Problem details >> Locate each line in the records below that contains the string "roof" and copy those lines in full. Treat the match as case-sensitive.

Available data >>
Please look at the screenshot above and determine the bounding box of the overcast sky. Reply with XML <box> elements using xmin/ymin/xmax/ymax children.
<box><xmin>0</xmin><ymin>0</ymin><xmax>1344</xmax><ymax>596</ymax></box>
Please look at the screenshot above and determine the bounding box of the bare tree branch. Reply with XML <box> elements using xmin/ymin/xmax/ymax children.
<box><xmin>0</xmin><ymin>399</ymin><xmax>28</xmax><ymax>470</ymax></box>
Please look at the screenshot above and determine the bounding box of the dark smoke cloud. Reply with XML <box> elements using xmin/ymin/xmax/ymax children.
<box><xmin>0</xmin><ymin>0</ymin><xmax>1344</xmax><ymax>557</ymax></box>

* * *

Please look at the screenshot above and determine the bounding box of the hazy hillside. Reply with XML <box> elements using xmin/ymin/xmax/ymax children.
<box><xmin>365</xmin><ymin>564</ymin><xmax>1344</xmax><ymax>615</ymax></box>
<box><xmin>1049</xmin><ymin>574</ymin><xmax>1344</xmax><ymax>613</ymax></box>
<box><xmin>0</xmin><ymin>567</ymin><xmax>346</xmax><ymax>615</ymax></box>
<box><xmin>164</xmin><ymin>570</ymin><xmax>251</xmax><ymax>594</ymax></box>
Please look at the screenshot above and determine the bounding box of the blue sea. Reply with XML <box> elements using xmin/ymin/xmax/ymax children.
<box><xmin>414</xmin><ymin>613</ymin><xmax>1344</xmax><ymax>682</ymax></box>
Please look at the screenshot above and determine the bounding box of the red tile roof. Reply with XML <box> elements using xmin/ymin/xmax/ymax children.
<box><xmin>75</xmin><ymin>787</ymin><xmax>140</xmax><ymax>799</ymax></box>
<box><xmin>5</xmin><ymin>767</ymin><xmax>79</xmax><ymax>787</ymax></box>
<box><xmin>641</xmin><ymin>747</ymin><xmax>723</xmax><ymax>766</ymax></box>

...

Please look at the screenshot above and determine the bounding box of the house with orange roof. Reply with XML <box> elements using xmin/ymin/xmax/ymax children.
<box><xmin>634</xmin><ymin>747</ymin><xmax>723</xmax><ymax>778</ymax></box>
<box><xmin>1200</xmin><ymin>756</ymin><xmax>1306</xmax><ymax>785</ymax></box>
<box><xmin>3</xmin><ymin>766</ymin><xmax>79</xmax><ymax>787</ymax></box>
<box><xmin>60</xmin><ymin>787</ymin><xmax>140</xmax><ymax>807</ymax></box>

Task response >>
Please look at the screenshot above and determine the bounding box of the red tile roof. Reply with XML <box> elements using xmin/ymin/xmax/ymax children.
Please look at the screenshot above and determine the bounding box of the house with orange roof. Reply with XML <box> elements using xmin/ymin/xmax/ymax children.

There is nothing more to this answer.